··· TEXTE FOURNI ···
Language of document : ECLI:EU:T:2010:175

ORDONNANCE DU TRIBUNAL (sixième chambre)

5 mai 2010 (*)

« Aides d’État – Subventions octroyées par les autorités belges aux hôpitaux publics – Service d’intérêt économique général – Plainte – Prétendue décision de classer la plainte – Adoption ultérieure d’une décision déclarant l’aide compatible avec le marché commun – Non-lieu à statuer »

Dans les affaires T‑128/08 et T‑241/08,

Coordination bruxelloise d’institutions sociales et de santé (CBI), établie à Bruxelles (Belgique),

Association bruxelloise des institutions de soins privées (ABISP), établie à Bruxelles,

représentées par Me D. Waelbroeck, avocat, et M. D. Slater, solicitor,

parties requérantes,

contre

Commission européenne, représentée par MM. C. Giolito, J.‑P. Keppenne et B. Stromsky, en qualité d’agents,

partie défenderesse,

ayant pour objet une demande en annulation d’une prétendue décision de la Commission, résultant de ses lettres des 10 janvier et 10 avril 2008, de ne pas engager la procédure prévue à l’article 88, paragraphe 2, CE, et de classer la plainte des requérantes concernant les prétendues aides d’État octroyées par les autorités belges dans le cadre du financement des hôpitaux publics du réseau IRIS (Interhospitalière régionale des infrastructures de soins) de la Région de Bruxelles-Capitale (Belgique),

LE TRIBUNAL (sixième chambre),

composé de MM. A. W. H. Meij, président, V. Vadapalas (rapporteur) et L. Truchot, juges,

greffier : M. E. Coulon,

rend la présente

Ordonnance

 Antécédents du litige

1        Par lettre du 7 septembre 2005, les requérantes, la Coordination bruxelloise d’institutions sociales et de santé (CBI) et l’Association bruxelloise des institutions de soins privées (ABISP), ont introduit auprès de la Commission des Communautés européennes une plainte concernant les prétendues aides d’État octroyées par les autorités belges dans le cadre du financement des hôpitaux publics du réseau IRIS (Interhospitalière régionale des infrastructures de soins) de la Région de Bruxelles-Capitale (Belgique).
··· DONNÉES FOURNIES ···
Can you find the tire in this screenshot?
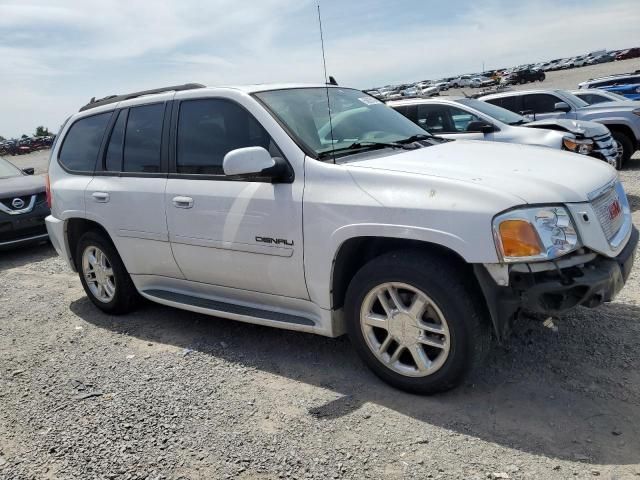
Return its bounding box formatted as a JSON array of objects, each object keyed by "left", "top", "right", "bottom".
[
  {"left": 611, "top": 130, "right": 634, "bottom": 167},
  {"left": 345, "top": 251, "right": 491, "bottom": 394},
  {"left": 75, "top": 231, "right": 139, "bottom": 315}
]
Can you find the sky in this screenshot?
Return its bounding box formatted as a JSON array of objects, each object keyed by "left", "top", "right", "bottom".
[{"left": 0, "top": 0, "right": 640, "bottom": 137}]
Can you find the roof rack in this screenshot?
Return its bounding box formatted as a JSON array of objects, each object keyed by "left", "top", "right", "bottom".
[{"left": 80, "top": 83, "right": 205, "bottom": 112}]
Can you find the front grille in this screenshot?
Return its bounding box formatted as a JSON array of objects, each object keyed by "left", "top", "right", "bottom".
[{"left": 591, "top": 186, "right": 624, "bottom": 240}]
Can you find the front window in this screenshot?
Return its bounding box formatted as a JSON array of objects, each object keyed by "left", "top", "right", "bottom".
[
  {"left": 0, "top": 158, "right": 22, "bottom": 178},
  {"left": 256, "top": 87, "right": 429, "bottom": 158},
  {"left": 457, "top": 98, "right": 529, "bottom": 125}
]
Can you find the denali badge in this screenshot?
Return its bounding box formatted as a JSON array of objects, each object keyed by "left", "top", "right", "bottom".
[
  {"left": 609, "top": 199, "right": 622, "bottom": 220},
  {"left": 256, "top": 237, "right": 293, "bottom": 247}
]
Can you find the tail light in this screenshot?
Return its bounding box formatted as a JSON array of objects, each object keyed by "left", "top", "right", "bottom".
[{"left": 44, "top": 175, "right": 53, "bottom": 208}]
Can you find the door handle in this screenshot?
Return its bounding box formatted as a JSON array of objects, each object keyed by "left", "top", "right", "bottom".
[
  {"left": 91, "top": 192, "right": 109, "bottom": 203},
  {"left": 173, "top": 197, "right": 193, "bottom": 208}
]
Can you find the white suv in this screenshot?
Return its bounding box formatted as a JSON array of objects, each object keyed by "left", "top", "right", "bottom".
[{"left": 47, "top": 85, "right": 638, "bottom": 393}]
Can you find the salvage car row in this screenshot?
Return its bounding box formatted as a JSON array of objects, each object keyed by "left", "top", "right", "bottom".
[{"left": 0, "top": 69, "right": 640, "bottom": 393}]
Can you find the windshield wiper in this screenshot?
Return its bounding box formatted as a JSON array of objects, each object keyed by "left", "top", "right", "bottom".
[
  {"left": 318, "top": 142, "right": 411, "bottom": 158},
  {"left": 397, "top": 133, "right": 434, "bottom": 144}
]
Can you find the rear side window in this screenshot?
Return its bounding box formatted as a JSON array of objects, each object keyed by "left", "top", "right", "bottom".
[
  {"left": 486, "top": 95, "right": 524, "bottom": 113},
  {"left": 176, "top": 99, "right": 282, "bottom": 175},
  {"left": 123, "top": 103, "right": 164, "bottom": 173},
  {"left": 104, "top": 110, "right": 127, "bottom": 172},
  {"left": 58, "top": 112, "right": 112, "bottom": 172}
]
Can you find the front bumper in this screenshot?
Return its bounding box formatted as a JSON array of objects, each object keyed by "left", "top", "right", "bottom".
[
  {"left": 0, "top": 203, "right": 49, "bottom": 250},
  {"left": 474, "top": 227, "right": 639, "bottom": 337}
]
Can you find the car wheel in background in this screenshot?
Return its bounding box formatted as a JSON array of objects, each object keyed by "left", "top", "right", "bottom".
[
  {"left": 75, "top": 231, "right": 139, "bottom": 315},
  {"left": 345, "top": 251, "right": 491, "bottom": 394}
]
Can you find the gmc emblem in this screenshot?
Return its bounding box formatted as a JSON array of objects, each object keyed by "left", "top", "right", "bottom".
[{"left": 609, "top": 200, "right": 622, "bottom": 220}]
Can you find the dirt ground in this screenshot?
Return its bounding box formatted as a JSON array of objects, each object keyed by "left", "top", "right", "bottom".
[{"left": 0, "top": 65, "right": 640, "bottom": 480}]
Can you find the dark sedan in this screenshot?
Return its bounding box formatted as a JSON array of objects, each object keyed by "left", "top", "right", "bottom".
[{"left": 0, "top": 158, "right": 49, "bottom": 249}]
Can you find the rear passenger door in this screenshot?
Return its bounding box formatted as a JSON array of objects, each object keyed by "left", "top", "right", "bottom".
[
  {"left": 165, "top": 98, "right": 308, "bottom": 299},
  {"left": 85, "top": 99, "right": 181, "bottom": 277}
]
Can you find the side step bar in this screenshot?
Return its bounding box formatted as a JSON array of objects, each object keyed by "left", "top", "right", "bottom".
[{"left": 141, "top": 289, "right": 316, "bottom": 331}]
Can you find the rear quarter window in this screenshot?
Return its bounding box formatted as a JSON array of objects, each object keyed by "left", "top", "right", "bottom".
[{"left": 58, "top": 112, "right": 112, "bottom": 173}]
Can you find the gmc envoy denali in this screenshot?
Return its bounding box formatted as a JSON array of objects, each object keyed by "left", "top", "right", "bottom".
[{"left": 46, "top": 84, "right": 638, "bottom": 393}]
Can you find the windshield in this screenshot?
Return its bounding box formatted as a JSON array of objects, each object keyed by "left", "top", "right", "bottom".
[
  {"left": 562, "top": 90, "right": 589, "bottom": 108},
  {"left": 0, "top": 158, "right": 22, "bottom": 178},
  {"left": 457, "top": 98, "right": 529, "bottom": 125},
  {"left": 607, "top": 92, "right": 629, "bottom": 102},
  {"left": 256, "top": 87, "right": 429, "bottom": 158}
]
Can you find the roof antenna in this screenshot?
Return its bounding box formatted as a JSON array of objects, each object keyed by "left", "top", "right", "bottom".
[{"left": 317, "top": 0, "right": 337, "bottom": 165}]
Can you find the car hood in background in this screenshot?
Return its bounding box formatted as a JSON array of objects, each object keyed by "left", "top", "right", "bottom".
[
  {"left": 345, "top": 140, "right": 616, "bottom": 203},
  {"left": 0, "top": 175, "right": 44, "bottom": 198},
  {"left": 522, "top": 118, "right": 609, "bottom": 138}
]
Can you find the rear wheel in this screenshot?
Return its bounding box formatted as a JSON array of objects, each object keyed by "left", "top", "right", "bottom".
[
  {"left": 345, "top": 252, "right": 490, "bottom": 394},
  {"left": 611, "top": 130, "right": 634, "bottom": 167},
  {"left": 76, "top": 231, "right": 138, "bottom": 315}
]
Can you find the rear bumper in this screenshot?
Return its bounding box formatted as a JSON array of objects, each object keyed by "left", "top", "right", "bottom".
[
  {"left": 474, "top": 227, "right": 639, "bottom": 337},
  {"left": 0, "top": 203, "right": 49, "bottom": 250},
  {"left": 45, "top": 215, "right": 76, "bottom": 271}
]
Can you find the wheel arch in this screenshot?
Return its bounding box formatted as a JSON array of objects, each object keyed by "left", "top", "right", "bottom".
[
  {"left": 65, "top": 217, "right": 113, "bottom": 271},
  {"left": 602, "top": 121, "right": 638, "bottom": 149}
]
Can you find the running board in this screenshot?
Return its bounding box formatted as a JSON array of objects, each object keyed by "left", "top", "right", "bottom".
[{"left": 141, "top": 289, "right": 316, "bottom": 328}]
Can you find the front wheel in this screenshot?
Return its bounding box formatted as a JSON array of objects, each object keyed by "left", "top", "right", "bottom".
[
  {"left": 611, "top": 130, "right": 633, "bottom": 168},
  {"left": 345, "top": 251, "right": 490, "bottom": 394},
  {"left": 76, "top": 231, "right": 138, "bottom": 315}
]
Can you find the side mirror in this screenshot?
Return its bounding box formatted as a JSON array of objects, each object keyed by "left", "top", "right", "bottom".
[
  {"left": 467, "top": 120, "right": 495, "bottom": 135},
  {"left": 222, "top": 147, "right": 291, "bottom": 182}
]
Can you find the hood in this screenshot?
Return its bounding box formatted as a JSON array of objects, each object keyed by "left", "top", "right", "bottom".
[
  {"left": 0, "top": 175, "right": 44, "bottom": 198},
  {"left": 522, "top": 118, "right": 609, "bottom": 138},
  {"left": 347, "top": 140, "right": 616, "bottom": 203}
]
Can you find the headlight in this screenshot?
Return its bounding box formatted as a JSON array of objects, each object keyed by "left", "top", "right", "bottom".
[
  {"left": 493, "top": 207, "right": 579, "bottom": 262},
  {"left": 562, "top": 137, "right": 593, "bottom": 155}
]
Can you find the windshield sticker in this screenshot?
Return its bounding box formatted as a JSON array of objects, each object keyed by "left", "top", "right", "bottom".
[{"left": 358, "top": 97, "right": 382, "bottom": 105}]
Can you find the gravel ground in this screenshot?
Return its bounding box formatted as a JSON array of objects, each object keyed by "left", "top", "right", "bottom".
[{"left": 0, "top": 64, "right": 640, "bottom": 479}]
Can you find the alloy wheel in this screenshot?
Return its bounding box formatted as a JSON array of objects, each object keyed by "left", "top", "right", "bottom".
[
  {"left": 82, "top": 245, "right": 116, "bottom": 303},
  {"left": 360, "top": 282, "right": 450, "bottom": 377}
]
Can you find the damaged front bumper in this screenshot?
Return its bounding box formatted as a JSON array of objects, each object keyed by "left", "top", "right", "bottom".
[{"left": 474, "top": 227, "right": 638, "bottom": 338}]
···
··· DONNÉES FOURNIES ···
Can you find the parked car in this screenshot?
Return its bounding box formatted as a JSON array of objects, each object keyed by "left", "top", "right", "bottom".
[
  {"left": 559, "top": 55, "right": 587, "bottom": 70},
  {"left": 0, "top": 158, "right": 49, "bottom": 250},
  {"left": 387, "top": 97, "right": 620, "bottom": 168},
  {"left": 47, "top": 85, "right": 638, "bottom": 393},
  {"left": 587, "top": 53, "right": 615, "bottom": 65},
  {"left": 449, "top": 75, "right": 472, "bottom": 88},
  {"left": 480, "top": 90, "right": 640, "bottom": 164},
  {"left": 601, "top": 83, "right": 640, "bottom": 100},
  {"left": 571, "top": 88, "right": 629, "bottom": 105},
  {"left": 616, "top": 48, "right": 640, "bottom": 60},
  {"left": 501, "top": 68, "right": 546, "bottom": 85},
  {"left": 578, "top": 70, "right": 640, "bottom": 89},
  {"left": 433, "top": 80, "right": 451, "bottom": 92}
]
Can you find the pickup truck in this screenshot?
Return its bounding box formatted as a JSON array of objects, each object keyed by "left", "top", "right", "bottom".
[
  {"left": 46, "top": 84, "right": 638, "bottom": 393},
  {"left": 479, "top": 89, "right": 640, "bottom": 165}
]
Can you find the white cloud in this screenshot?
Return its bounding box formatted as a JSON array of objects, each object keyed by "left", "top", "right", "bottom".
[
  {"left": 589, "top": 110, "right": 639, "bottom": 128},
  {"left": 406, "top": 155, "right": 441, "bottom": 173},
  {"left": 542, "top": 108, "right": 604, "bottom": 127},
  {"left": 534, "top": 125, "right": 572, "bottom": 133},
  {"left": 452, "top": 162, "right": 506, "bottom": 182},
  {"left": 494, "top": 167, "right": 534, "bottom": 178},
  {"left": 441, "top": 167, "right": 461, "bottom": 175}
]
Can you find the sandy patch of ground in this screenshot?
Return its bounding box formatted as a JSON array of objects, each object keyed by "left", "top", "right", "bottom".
···
=== LISTE DES TÂCHES ===
1. Indiquez combien de lignes des enregistrements contiennent la chaîne « windshield ». Donnez uniquement le nombre.
2. Rédigez la suite de l'ordonnance du Tribunal sur les aides d'État aux hôpitaux publics bruxellois, en reprenant après sa dernière phrase.
L'ordonnance du Tribunal et les enregistrements n'ont aucun rapport entre eux.

=== RÉSULTATS OBTENUS ===
1. 3

2.
2        Des informations supplémentaires ont été communiquées par les plaignants à la Commission les 21 décembre 2006, 4 juin, 18 juillet et 16 novembre 2007.

3        Par lettre du 10 janvier 2008, émanant de la direction générale « Concurrence » de la Commission , les services de la Commission ont communiqué aux requérantes leur analyse des mesures dénoncées dans la plainte, indiquant notamment que celles-ci étaient conformes aux dispositions de l’article 86, paragraphe 2, CE, que, « en l’absence d’autres informations circonstanciées démontrant le contraire, [les] points [avancés par les requérantes] ne soul[evaient] pas de problèmes au regard des dispositions concernant les aides d’États » et que, « sur ces points, le dossier [était] clos ».

4        L’analyse figurant dans ladite lettre se conclut comme suit :

« Conformément à [l’article 20, paragraphe 2, du règlement (CE) nº 659/1999 du Conseil, du 22 mars 1999, portant modalités d’application de l’article [88 CE] (JO L 83, p. 1)], sur la base des informations disponibles, les services de la [Commission] ont conclu qu’il n’y a pas de motifs suffisants pour poursuivre l’examen.

Au cas où vous auriez connaissance d’éléments substantiels nouveaux susceptibles de démontrer l’existence d’une infraction aux règles en matière d’aides d’État, je vous saurais gré de les faire connaître à mes services dans le meilleur délai. Sauf indication contraire de votre part dans un délai de quinze jours ouvrables, les services de la Commission considéreront la plainte comme retirée. »

5        Par lettre du 7 février 2008, les requérantes ont répondu à ladite lettre en explicitant certains éléments de leur plainte.

6        Par lettre du 10 avril 2008, les services de la Commission ont répondu ce qui suit :

« [Les] éléments mentionnés dans votre courrier du 7 février 2008 ne sont aucunement nouveaux et ne modifient pas l’appréciation du dossier par mes services. Ces points ne soulèvent pas de problèmes au regard des dispositions concernant les aides d’État du traité CE. Les services concluent donc que sur ces points le dossier doit être considéré comme clos.

Partant, conformément à [l’article 20, paragraphe 2, du règlement n° 659/1999], sur [la] base des informations disponibles, les services de la [Commission] ont conclu qu’il n’y a pas de motifs suffisants pour poursuivre l’examen.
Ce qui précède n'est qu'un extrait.